"""
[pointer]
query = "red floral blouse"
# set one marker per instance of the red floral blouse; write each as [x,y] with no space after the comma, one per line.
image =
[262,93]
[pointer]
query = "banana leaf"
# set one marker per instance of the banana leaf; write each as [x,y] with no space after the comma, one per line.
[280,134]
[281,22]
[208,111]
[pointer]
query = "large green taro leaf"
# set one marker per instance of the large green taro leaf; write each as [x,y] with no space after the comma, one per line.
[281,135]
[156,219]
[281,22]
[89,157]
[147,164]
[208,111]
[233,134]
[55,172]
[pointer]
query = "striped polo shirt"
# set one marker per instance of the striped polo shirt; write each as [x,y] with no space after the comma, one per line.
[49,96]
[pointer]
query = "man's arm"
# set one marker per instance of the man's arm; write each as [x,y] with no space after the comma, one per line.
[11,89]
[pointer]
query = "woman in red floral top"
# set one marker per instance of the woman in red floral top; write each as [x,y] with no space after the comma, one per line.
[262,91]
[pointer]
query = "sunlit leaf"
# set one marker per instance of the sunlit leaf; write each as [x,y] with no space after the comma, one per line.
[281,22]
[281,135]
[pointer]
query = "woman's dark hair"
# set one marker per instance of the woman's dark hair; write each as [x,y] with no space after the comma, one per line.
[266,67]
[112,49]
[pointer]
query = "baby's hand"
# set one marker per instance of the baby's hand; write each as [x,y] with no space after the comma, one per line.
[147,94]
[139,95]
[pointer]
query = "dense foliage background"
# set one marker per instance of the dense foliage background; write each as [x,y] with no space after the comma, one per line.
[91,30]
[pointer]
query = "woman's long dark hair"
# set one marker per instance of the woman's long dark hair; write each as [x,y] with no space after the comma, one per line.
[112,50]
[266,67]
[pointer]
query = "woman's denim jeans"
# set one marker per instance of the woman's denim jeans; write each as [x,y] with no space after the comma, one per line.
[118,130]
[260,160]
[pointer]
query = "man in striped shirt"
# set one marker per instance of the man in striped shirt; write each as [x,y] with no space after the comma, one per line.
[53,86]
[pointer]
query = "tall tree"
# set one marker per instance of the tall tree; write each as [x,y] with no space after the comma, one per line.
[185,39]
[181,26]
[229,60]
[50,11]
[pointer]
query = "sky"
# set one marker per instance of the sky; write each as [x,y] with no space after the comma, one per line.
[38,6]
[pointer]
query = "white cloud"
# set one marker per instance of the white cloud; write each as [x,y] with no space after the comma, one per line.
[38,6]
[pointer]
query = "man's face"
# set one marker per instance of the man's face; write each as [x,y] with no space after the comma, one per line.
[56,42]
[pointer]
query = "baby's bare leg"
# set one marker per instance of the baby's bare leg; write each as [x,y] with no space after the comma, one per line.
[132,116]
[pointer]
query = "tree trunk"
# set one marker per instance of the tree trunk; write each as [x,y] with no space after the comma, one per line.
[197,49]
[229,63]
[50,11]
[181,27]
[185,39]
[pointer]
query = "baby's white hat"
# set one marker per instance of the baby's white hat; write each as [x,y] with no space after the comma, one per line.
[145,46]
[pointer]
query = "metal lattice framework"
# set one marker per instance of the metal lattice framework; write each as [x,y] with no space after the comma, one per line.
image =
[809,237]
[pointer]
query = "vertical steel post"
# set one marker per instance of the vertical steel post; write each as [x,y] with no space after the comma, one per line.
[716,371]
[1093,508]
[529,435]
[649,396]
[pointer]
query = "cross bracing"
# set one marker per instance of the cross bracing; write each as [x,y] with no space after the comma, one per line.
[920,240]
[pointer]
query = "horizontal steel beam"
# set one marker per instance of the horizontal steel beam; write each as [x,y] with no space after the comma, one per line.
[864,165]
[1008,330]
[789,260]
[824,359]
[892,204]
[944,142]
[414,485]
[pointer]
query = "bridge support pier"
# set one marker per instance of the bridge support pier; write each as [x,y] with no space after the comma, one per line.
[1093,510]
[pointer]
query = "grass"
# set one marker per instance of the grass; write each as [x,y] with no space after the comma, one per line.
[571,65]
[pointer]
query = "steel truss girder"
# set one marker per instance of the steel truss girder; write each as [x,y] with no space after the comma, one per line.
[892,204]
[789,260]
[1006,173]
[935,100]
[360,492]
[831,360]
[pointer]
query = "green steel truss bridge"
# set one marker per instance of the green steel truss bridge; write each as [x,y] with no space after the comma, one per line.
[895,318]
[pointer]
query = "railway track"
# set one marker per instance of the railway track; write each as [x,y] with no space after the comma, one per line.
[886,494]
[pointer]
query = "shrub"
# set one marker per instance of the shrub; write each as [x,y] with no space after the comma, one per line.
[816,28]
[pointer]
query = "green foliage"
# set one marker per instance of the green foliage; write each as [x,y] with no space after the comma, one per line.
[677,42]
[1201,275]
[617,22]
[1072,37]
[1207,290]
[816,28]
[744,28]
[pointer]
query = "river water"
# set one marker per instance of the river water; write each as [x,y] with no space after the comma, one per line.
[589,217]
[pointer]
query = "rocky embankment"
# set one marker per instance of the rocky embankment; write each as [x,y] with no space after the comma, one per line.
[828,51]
"""
Return the material above in full, word for word.

[pointer]
query = "red floral blouse"
# set one marker per instance of the red floral blouse; write each as [x,y] with no space after the comma, one per line.
image =
[262,93]
[pointer]
query = "banana leaf"
# set one marker per instance of the banana leaf; write each as [x,y] with no space after the comma, one per line.
[280,134]
[281,22]
[208,111]
[pointer]
query = "large green taro leaf"
# set one marker per instance of the large green taro leaf; write each as [x,y] with no space after the comma, one per line.
[281,135]
[156,219]
[281,22]
[89,157]
[147,164]
[208,111]
[233,134]
[55,172]
[pointer]
query = "striped polo shirt"
# set one marker per instance of the striped polo shirt; write each as [x,y] with no space after the comma, one per line.
[49,96]
[pointer]
query = "man's arm"
# set one marker per instance of the man's arm; write each as [x,y] with no space after the comma, one per line.
[11,89]
[pointer]
query = "woman in red floral top"
# set one marker per instance of the woman in red floral top; write each as [x,y] with no space after the comma, one per line.
[262,91]
[pointer]
query = "sunlit leaf"
# set one marker per instance of the sunlit leaf; write each as [x,y] with no space after the comma, one per line.
[281,22]
[281,135]
[pointer]
query = "woman's dark hair"
# set one marker per instance of the woman's dark hair; write each as [x,y] with no space after the comma, one per line.
[266,67]
[112,49]
[pointer]
query = "baby's hand"
# set one marker per instance of the baby's hand; write each as [x,y] with no space after the comma, one per line.
[147,94]
[139,95]
[pointer]
query = "dense foliage background"
# set one marker per instance of the dense foliage background; write each as [x,y] with no space after the comma, one per line.
[91,30]
[pointer]
query = "woman's long dark hair"
# set one marker per instance of the woman's long dark hair; write each as [x,y] with no space after the comma, one per line.
[112,50]
[266,67]
[pointer]
query = "woman's denim jeans"
# set one marker per instance of the woman's denim jeans; write each as [x,y] with no space after the comma, one per line.
[118,130]
[260,160]
[pointer]
query = "man in striped shirt"
# set one marker per instance of the man in striped shirt; write each as [x,y] with no space after the comma, one per line.
[53,86]
[pointer]
query = "tall tree"
# set one marker per instance of the tall tree; write each as [x,y] with no space after the comma, one per line.
[185,39]
[181,26]
[229,60]
[50,11]
[pointer]
query = "sky"
# set one marker per instance of the sky; write each as [x,y] with no space after the comma, one per line.
[38,6]
[pointer]
query = "white cloud"
# set one marker per instance of the white cloud; write each as [x,y] with no space after the comma, one per line.
[38,6]
[pointer]
query = "man's face"
# set one marker per instance of the man's face; write each as [x,y] with no space after the comma, one per line.
[56,42]
[pointer]
query = "baby's bare leg"
# set one marker per instance of the baby's bare leg; write each as [x,y] with no space after the comma, one per line.
[132,116]
[pointer]
query = "tree trunk"
# set one marker per instance of the tree trunk; write each as [x,y] with no space after the comma, one per line.
[197,49]
[229,63]
[50,11]
[181,27]
[185,39]
[pointer]
query = "baby's white hat"
# set one marker per instance of the baby's white hat; write each as [x,y] with no space after the comma, one per line.
[145,46]
[pointer]
query = "metal lattice framework"
# set one marker per instance of the metal lattice framework; write each as [x,y] with no space after the comma, one per line.
image =
[809,237]
[pointer]
query = "vertical steel post"
# set one marker per instance of the vertical steel post; write each as [x,y] with no space after the comma, one per line.
[716,371]
[1093,508]
[529,435]
[649,396]
[pointer]
query = "cross bracing"
# set one marker per instance of the cross bracing; write each as [x,y] with no space after the comma, one per line.
[920,240]
[pointer]
query = "horizontal steel beam"
# set one marker per instance of the horizontal steel beam; write each as [x,y] with no space after the comma, one per line.
[864,165]
[1008,330]
[789,260]
[824,359]
[892,204]
[944,142]
[414,485]
[pointer]
query = "bridge support pier"
# set one marker per instance of the bridge support pier; write each as [x,y] with no space after the comma, one per line.
[1093,510]
[pointer]
query = "grass"
# set one marker per instance of the grass; write each as [x,y] with no space after the comma, one per line.
[571,65]
[pointer]
query = "steel truss girder"
# set one marker per instance of the steel truss girder; write each as [x,y] with no space after the comma, one per line.
[892,204]
[789,260]
[1006,173]
[935,100]
[360,492]
[831,360]
[pointer]
query = "green steel truss bridge"
# set one marker per instance of the green steel truss bridge; write each as [x,y] with no space after the comma, one per line.
[895,318]
[pointer]
query = "railway track"
# set one marker per instance of the railway track; write each as [x,y] with no space after the comma, one per line.
[886,494]
[pointer]
query = "shrub"
# set one marker per instance of the shrub; write each as [x,y] with no space after the comma, one per line.
[816,28]
[pointer]
query = "green foliage"
# set one marker per instance of the green foliage; write each as [x,y] with no space after the comma, one per line.
[677,42]
[1201,275]
[617,22]
[1072,37]
[1207,290]
[816,28]
[744,28]
[pointer]
query = "river water"
# set one marker per instance of the river water; write each as [x,y] with no space after the comma, one per line.
[589,217]
[pointer]
query = "rocky embankment"
# set one marker per instance of the rocky embankment; write each as [x,y] with no space after the comma, one per line.
[828,51]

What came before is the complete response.